[TASK INPUTS]:
= = = =
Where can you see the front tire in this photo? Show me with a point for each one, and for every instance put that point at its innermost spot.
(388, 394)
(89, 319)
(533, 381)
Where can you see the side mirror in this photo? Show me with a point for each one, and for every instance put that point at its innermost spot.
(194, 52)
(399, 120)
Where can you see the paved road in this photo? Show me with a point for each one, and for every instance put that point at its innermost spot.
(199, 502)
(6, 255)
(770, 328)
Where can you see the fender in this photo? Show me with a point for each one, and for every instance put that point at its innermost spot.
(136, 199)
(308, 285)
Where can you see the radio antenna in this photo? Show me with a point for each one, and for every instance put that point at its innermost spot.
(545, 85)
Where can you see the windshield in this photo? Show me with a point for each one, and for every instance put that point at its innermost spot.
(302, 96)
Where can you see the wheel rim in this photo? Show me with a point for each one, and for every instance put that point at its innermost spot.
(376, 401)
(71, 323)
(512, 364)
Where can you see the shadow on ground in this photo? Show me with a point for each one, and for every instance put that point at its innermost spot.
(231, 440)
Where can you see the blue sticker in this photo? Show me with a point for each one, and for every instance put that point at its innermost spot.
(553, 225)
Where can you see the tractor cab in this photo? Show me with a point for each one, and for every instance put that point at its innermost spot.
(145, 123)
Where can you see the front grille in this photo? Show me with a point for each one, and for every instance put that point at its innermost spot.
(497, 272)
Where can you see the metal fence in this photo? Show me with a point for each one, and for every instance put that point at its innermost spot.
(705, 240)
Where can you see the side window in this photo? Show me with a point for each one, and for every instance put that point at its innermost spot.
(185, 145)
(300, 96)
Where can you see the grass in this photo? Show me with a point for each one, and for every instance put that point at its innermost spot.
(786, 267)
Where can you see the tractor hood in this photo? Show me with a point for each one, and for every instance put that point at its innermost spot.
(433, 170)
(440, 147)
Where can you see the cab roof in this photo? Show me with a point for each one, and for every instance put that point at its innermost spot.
= = = =
[TASK DIRECTIONS]: Render every line of the entries above as a JSON array of strings, one string per line, omitting any blank lines.

[FINAL RESULT]:
[
  "Where can you see the front tire in this photo? Show me with a point for each one, and for every instance put that point at its innermost spot.",
  "(388, 394)",
  "(89, 319)",
  "(533, 381)",
  "Where can you see the side mirror in this photo? Show me with a point for each one, and for every instance put that point at its innermost spot.",
  "(194, 52)",
  "(399, 120)",
  "Where can you see the paved road in this photo? Show me with a point for each one, and for every instance put that point at its innermost spot.",
  "(199, 502)",
  "(6, 255)",
  "(770, 328)",
  "Where can you see the fender in this photo? Show me with a point for each one, and for every instance put that point at its innermost spot.",
  "(136, 199)",
  "(308, 285)",
  "Where can you see the radio antenna in this photo? Show me with a point for each one, and for every instance put that point at its innermost spot.",
  "(545, 85)",
  "Where can you see the windshield in this photo? Show me with a point for each one, and for every instance put that point at its innermost spot.",
  "(302, 96)",
  "Where can you see the wheel rim in this photo? Show me with a point for each one, and for every instance put that point at its innermost spot.",
  "(376, 401)",
  "(71, 323)",
  "(512, 364)",
  "Where can you see the shadow on ground in this photo? Show me with a point for each one, and for every instance put that point at its innermost spot.",
  "(231, 440)",
  "Where can you see the blue sticker in this photo? Show me with a point for each one, and for every instance put that point at its innermost spot.",
  "(553, 225)",
  "Where can you see the tractor cab in this photo? Show me with a point for each one, and for every instance put that point at its innermost spot.",
  "(145, 123)",
  "Where can you see the front grille in this photo? Show me with a point for each one, and for every instance put that point at its innermost spot.",
  "(497, 272)",
  "Where can you see the metal fence in this photo? Show me with a point for each one, and for every instance put that point at its innermost spot.",
  "(705, 240)",
  "Where can you see the side window in this photo? Show me with a point for each one, and for every instance put that point at its innermost spot.",
  "(185, 145)",
  "(300, 96)",
  "Where can you see the grass in this photo? Show me with a point for each one, and for every instance put that point at its innermost spot.",
  "(786, 267)",
  "Where can you see the tractor hood in this photo? Show me with a point for each one, and for every instance put that point at its innermost spot.",
  "(433, 170)",
  "(440, 147)",
  "Where can you see the cab roof in this photo? Show me with a point for each one, and for every instance put that point at its innermost spot."
]